El primer paso, sin el que no pueden darse los siguientes, es la formación de deuterio (isótopo del hidrógeno con un protón y un neutrón en el núcleo) a partir de hidrógeno (solo un protón). Esto es posible gracias a que la interacción fuerte, que une las partículas del núcleo atómico, tiene el determinado valor que tiene. Si fuera un 10% más débil, no se podría formar el deuterio. Si fuera un poco más fuerte, la fusión sería muy fácil, pero entonces las estrellas se consumirían muy deprisa: durarían unos millones de años, en vez de miles de millones, y la vida no habría tenido tiempo de aparecer.

(Registros tomados de un conjunto de datos)
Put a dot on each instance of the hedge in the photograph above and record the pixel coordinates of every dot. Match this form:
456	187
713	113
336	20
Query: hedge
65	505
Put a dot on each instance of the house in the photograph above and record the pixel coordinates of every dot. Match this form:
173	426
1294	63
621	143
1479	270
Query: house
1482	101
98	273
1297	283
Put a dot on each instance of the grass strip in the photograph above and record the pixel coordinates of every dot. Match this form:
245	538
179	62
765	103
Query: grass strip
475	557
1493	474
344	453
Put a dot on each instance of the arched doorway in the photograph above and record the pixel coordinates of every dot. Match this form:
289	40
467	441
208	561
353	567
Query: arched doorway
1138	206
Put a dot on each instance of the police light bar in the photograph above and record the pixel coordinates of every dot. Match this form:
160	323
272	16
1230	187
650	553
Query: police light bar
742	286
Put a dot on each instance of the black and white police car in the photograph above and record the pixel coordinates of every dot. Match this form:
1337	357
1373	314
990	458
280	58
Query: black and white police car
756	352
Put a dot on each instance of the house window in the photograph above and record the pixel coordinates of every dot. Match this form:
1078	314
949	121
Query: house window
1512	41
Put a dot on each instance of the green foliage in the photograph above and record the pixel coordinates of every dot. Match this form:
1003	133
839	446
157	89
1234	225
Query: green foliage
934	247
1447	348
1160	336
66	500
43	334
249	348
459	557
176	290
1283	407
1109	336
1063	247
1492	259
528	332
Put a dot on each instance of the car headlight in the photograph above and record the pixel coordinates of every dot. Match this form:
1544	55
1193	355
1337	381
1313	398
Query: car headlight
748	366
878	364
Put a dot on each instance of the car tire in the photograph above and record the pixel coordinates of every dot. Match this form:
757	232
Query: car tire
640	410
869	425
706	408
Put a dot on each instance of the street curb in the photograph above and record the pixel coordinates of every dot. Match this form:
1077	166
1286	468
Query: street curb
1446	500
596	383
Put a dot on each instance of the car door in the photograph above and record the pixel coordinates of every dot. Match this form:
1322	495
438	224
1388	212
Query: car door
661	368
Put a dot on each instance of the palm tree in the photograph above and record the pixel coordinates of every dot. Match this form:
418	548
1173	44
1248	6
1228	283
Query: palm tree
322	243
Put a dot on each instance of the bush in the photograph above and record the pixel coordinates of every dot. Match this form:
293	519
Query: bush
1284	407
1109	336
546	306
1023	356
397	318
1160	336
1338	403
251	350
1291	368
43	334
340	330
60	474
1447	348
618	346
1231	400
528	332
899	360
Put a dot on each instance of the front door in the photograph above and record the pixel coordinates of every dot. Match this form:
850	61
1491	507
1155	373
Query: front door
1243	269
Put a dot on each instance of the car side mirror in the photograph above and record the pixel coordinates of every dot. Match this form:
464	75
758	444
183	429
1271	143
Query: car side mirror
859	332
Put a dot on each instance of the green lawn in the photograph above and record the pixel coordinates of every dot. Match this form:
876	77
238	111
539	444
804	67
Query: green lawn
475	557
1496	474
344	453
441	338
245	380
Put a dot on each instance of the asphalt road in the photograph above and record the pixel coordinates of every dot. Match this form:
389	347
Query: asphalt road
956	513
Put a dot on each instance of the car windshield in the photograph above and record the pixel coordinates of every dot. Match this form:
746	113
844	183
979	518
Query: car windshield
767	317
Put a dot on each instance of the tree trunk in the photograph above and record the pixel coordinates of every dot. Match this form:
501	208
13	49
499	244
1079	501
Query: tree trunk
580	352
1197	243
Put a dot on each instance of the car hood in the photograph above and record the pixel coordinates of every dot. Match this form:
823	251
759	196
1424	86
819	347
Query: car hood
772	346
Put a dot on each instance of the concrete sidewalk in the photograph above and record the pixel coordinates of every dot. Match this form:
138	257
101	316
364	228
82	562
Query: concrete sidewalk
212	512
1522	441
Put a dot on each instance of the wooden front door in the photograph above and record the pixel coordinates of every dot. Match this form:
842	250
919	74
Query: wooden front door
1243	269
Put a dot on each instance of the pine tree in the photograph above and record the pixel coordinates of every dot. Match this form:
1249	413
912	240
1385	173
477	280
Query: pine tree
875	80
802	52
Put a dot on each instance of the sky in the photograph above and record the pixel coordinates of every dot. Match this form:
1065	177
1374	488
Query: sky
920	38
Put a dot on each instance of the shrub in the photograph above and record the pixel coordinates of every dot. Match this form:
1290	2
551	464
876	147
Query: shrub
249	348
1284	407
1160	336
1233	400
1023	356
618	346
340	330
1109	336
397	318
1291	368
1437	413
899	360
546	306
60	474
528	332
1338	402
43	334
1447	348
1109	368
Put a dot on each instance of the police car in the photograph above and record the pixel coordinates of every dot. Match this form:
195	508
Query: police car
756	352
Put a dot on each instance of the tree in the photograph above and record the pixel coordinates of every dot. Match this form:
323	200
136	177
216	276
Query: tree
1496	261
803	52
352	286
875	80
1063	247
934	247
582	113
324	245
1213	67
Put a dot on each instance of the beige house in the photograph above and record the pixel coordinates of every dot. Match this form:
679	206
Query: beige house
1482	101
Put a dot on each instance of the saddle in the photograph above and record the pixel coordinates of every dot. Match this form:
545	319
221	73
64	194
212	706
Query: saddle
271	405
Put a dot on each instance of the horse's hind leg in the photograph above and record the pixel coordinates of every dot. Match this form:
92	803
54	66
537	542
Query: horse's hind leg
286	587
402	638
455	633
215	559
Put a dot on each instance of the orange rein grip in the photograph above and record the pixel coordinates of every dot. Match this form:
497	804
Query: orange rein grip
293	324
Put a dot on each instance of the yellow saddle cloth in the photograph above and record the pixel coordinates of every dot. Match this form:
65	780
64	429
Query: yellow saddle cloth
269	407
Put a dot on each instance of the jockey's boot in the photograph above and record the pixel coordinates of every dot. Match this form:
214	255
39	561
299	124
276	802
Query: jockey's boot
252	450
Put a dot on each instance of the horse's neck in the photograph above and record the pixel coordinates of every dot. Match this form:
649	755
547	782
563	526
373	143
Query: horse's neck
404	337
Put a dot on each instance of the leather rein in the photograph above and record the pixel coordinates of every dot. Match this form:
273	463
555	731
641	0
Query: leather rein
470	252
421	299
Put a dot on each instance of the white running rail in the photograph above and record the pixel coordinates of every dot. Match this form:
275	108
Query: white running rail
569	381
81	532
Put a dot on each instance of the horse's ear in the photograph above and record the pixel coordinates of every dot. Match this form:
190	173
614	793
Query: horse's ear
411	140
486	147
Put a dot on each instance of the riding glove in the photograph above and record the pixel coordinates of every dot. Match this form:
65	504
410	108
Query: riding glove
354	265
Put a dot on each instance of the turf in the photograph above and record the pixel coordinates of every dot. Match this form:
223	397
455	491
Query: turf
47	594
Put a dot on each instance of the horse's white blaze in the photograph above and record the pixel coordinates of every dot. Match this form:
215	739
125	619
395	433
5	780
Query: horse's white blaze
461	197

• **PROBLEMAS A RESOLVER**
#1 ¿Puedes reproducir el texto sobre la fusión en las estrellas, comenzando por "El primer paso, sin" y siguiendo hasta "tiempo de aparecer.", pero sustituyendo "deuterio" por "hidrógeno pesado"?
#2 ¿Cómo seguiría el texto sobre la fusión en las estrellas? Retómalo justo después de su última oración.

• **RESULTADOS EN ORDEN**
#1
El primer paso, sin el que no pueden darse los siguientes, es la formación de hidrógeno pesado (isótopo del hidrógeno con un protón y un neutrón en el núcleo) a partir de hidrógeno (solo un protón). Esto es posible gracias a que la interacción fuerte, que une las partículas del núcleo atómico, tiene el determinado valor que tiene. Si fuera un 10% más débil, no se podría formar el hidrógeno pesado. Si fuera un poco más fuerte, la fusión sería muy fácil, pero entonces las estrellas se consumirían muy deprisa: durarían unos millones de años, en vez de miles de millones, y la vida no habría tenido tiempo de aparecer.

#2
No ofrece dificultad el segundo paso, del deuterio al helio; pero el siguiente es muy complicado. La fusión de dos átomos de helio es muy inestable: dura solo unos 10-17 segundos. Pero si en tan breve lapso choca con ellos un tercer átomo de helio, se forma un núcleo de carbono -la base de la química de la vida-, que sí es estable. Fue el recientemente fallecido Fred Hoyle (1915-2001), físico británico, quien descubrió este fenómeno, llamado «proceso 3-alfa». Hoyle también calculó la probabilidad de que se diera el proceso 3-alfa, y concluyó que era demasiado pequeña para dar razón de la cantidad de carbono presente en el universo. El propio Hoyle dio con la solución, que es otra coincidencia antrópica. El proceso 3-alfa, en sí mismo tan improbable, se multiplica porque los niveles de energía de los núcleos entran en resonancia, cosa que se pudo comprobar experimentalmente. El caso es que la resonancia es posible porque el núcleo de carbono tiene un determinado nivel de energía: un poco más o un poco menos habría supuesto que no se formara suficiente carbono en las estrellas.

Una coincidencia más está en el valor de la fuerza electromagnética en relación con el de la interacción fuerte. La primera tiene mucho más alcance que la segunda, que no se aprecia fuera del núcleo atómico; pero en sí misma es cien veces más débil. Feliz casualidad: si así no fuera, la energía electromagnética del núcleo de hidrógeno lo convertiría en inestable, y la interacción débil haría que se degradase en otras partículas. No habría, en tal caso, hidrógeno en el universo ni, por tanto, agua ni vida.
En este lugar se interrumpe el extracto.